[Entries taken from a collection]
-- Begin --

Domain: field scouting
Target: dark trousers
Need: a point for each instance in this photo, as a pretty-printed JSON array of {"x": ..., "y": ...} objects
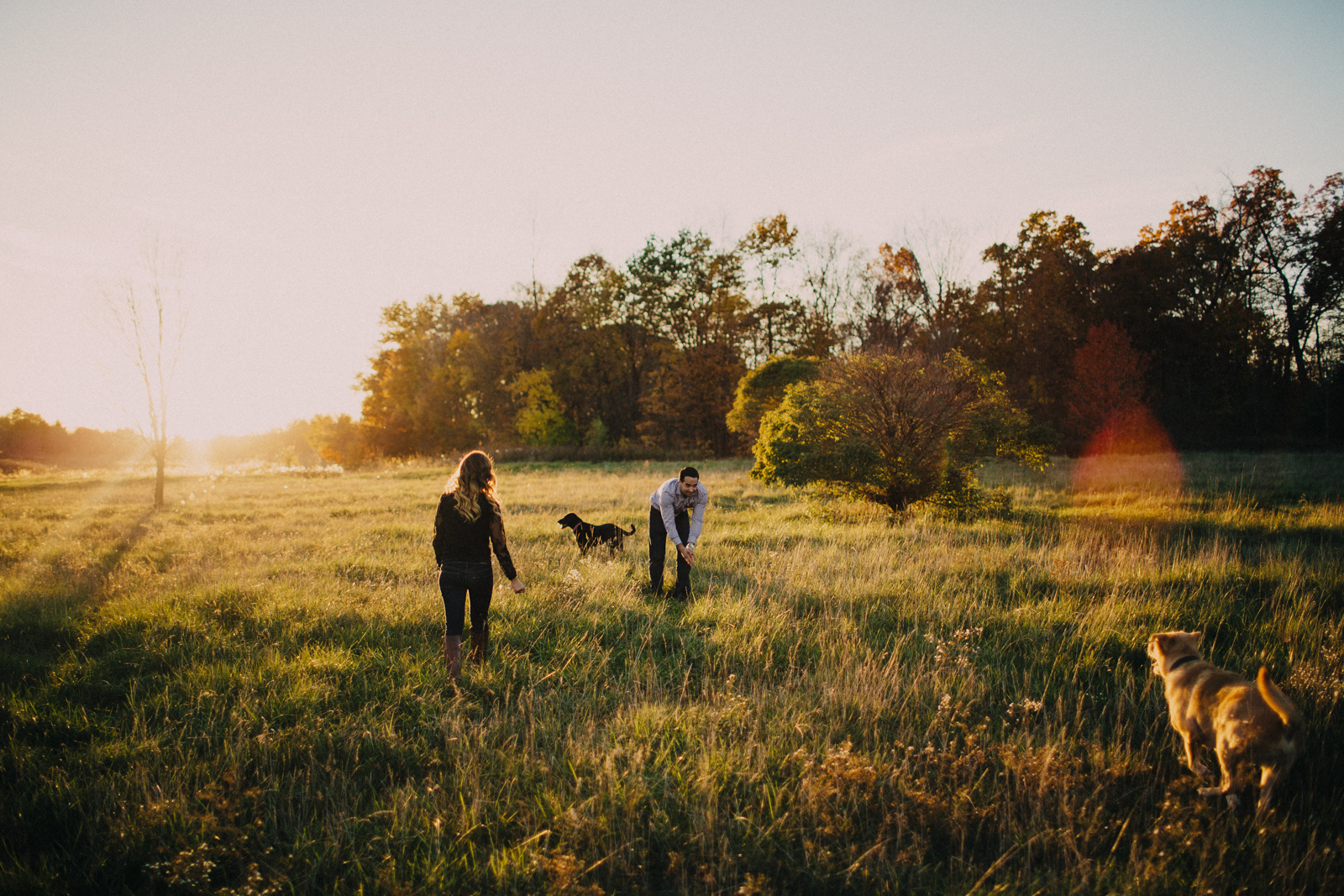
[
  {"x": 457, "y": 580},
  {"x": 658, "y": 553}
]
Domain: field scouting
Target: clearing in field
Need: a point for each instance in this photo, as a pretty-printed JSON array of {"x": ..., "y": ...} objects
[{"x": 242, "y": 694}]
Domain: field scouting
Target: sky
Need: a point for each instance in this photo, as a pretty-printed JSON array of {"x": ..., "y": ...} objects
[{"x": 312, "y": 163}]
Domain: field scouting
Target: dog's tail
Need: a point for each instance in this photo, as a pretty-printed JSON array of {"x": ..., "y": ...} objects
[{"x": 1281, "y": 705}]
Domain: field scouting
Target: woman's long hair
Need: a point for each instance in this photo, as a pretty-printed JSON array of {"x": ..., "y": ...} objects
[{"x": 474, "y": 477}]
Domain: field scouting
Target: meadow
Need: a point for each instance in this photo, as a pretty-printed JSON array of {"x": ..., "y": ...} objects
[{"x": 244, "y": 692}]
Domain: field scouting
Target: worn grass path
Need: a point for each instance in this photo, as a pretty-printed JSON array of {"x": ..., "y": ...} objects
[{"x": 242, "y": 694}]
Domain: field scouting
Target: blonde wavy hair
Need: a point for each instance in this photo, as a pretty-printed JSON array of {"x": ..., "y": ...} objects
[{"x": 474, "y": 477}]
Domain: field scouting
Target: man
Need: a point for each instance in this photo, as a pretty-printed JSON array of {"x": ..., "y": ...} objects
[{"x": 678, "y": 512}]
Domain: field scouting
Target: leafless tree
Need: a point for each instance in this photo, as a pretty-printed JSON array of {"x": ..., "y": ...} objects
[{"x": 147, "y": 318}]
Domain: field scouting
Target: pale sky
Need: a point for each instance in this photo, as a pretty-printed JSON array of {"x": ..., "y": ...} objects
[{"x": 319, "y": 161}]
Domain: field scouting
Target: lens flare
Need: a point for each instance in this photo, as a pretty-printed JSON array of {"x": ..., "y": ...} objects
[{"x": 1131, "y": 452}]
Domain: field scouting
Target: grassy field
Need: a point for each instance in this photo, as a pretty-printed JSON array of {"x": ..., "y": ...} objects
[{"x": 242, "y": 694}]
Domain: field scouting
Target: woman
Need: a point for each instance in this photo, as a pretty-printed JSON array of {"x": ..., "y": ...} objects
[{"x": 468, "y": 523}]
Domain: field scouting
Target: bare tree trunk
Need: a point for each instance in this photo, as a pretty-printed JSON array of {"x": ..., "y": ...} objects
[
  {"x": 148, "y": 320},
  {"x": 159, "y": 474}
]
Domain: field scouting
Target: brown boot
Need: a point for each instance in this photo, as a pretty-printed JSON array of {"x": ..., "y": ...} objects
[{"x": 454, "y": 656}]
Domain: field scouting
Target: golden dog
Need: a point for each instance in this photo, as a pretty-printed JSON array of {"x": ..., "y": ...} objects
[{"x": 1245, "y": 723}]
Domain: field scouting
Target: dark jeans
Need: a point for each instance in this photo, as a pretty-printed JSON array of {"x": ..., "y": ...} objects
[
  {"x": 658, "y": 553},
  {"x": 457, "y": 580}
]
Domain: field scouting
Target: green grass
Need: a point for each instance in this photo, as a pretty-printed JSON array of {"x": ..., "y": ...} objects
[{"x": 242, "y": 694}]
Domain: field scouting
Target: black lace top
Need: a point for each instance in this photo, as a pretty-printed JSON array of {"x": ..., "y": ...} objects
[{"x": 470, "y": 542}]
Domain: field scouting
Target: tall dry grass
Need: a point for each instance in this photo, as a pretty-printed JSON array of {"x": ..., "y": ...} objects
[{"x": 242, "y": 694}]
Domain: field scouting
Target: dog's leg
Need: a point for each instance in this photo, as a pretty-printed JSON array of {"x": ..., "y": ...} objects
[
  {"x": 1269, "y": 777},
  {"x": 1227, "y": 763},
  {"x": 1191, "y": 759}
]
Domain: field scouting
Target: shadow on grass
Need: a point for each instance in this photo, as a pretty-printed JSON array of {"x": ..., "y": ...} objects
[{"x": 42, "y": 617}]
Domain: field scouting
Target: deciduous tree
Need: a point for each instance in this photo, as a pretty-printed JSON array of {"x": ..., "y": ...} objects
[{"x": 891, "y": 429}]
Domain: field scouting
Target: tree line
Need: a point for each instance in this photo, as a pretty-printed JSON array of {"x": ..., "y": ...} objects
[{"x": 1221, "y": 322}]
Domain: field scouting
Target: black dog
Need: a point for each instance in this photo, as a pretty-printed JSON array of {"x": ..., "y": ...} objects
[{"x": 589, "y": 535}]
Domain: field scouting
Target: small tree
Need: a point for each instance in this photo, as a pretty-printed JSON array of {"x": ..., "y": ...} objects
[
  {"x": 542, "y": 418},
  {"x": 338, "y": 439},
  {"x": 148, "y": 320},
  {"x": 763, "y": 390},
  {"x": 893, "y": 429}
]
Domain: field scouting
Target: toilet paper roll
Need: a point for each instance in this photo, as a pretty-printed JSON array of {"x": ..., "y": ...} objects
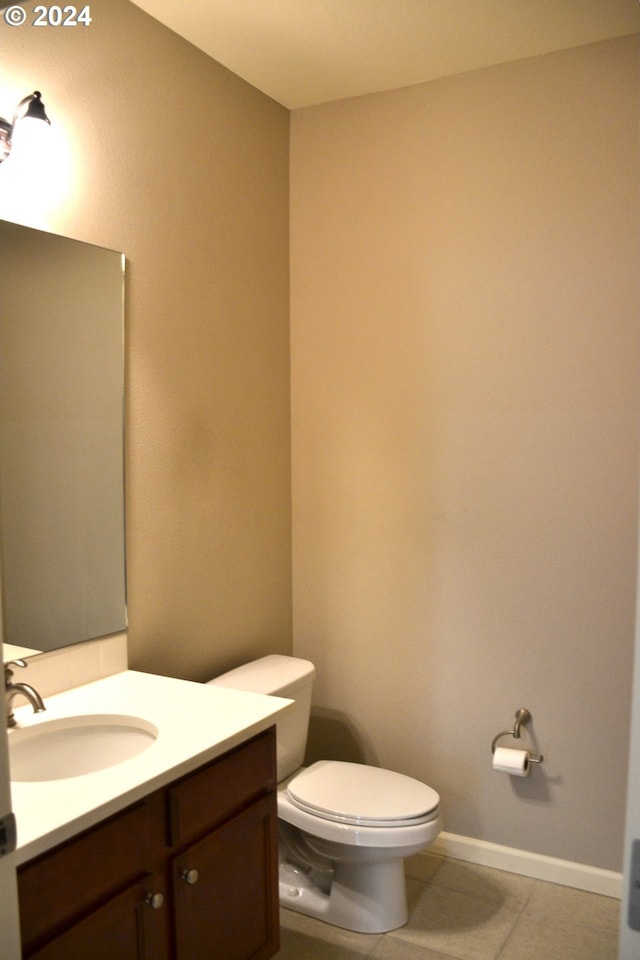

-- End --

__Task goal__
Every entry should be returned exactly as written, minus the pictures.

__Expected output__
Domain: field scouting
Target: dark trousers
Need: a point for each instance in this photo, as a pretty-printed JSON array of {"x": ..., "y": ...} objects
[
  {"x": 457, "y": 580},
  {"x": 658, "y": 553}
]
Domain: field scouting
Target: clearing in field
Need: a point for each instance in this photo, as a pretty-printed JSON array of {"x": ..., "y": ...} objects
[{"x": 242, "y": 694}]
Domain: field scouting
Target: sky
Need: a point for each instance in this photo, as a pretty-printed JSON array of {"x": ..., "y": ...} objects
[{"x": 312, "y": 163}]
Domain: field scouting
Target: dog's tail
Need: a point for each instance in this photo, as a pretty-printed JSON array of {"x": ..., "y": ...} objects
[{"x": 1281, "y": 705}]
Domain: field scouting
Target: woman's long hair
Need: a point for each instance in this photo, as a pretty-printed JSON array of {"x": ..., "y": ...} objects
[{"x": 474, "y": 477}]
Domain: field scouting
Target: meadow
Need: a point for each instance in this photo, as a pretty-printed JSON array of {"x": ..., "y": ...} objects
[{"x": 244, "y": 692}]
Domain: field scouting
Target: worn grass path
Need: a point for each instance in this photo, as a pretty-printed JSON array of {"x": ..., "y": ...} objects
[{"x": 242, "y": 694}]
Domain: field scouting
Target: blonde wavy hair
Need: a point for each instance in this photo, as a pretty-printed JSON array of {"x": ..., "y": ...} objects
[{"x": 474, "y": 477}]
Domain: field scouting
Target: man
Need: a point for each instance in this photo, as a pretty-printed JSON array of {"x": ..., "y": ...} objects
[{"x": 678, "y": 512}]
Domain: field scouting
Target: leafless tree
Need: a point for each instance in this photo, as a pretty-printed JSON array of {"x": ..., "y": ...} objects
[{"x": 147, "y": 318}]
Domain: field scouting
Target: pale sky
Need: a point for each instance in this photo, as a pretty-printed JSON array of {"x": ..., "y": ...} objects
[{"x": 319, "y": 161}]
Domain: field scouting
Target: lens flare
Need: a point for each instance in this photo, as a pretty-printed JSON array of {"x": ..., "y": ...} objects
[{"x": 1131, "y": 452}]
Domain: field scouting
Target: grassy field
Need: a point for each instance in this photo, as a pretty-printed JSON array of {"x": ..., "y": ...} objects
[{"x": 242, "y": 694}]
Domain: field scouting
Target: woman
Need: a point for each instance in this photo, as a pretty-printed JSON array of {"x": ..., "y": ...} objects
[{"x": 468, "y": 523}]
Domain: field scouting
Target: bare tree trunk
Need: a point for each instance in this photo, as a pretty-printed JSON array of {"x": ..., "y": ...} objects
[
  {"x": 148, "y": 320},
  {"x": 159, "y": 474}
]
Domain: field scouting
Target: brown boot
Need: a point for each instance in this photo, as a pretty-printed JSON array of {"x": ..., "y": ...} objects
[{"x": 454, "y": 656}]
Domain: field scouting
Target: golden dog
Need: a point for each instance in this photo, as a pretty-printed JSON array of {"x": ..., "y": ...} objects
[{"x": 1245, "y": 723}]
Domain: field scouting
Target: dark jeans
Need: a point for each instance in this photo, as a pretty-printed JSON array of {"x": ..., "y": ...} objects
[
  {"x": 658, "y": 553},
  {"x": 457, "y": 580}
]
Domain: field scouting
Target: green grass
Need: a point for each instance in this photo, as a pretty-printed JSON array of {"x": ..., "y": ...} objects
[{"x": 242, "y": 694}]
Domain: field scouting
Target: black lace top
Need: a point for each instance in this photo, as a pretty-printed JSON array of {"x": ..., "y": ...} objects
[{"x": 470, "y": 542}]
Domain: field scouting
Target: tall dry grass
Need: a point for each instance in this photo, as a pretty-printed JSON array of {"x": ..., "y": ...} objects
[{"x": 242, "y": 694}]
Domain: field scouting
Target: dog's leg
Need: a point for each instance in this photo, as a pretty-printed JSON array of {"x": ..., "y": ...} objects
[
  {"x": 1269, "y": 777},
  {"x": 1227, "y": 763},
  {"x": 1191, "y": 759}
]
Domain: field scouting
Target: shadow on grass
Need: a point for each instance in this photo, as a pretty-printed JSON array of {"x": ..., "y": ...} objects
[{"x": 42, "y": 617}]
Domain: field scouting
Target: deciduous tree
Need: a point for each instance in this photo, as a pretty-printed JSON array of {"x": ..., "y": ...} objects
[{"x": 891, "y": 429}]
Domain: field scouting
Target: tree line
Need: a point for each instance in this photo, as a pretty-printed JSON array of {"x": ..., "y": ...} objects
[{"x": 1221, "y": 322}]
Domain: field scouting
Target: black dog
Need: a point for each instance in this photo, as a pretty-printed JSON array of {"x": ..., "y": ...} objects
[{"x": 589, "y": 535}]
Domain: field scouting
Target: small tree
Need: a point for each instance in this photo, as a pretty-printed JSON array of {"x": ..., "y": ...} objects
[
  {"x": 542, "y": 418},
  {"x": 338, "y": 439},
  {"x": 148, "y": 320},
  {"x": 763, "y": 390},
  {"x": 893, "y": 429}
]
Domain: field scouting
Target: toilet paper roll
Need: a point for each instance in this photo, as a pretty-printed JSON array of {"x": ..., "y": ...} objects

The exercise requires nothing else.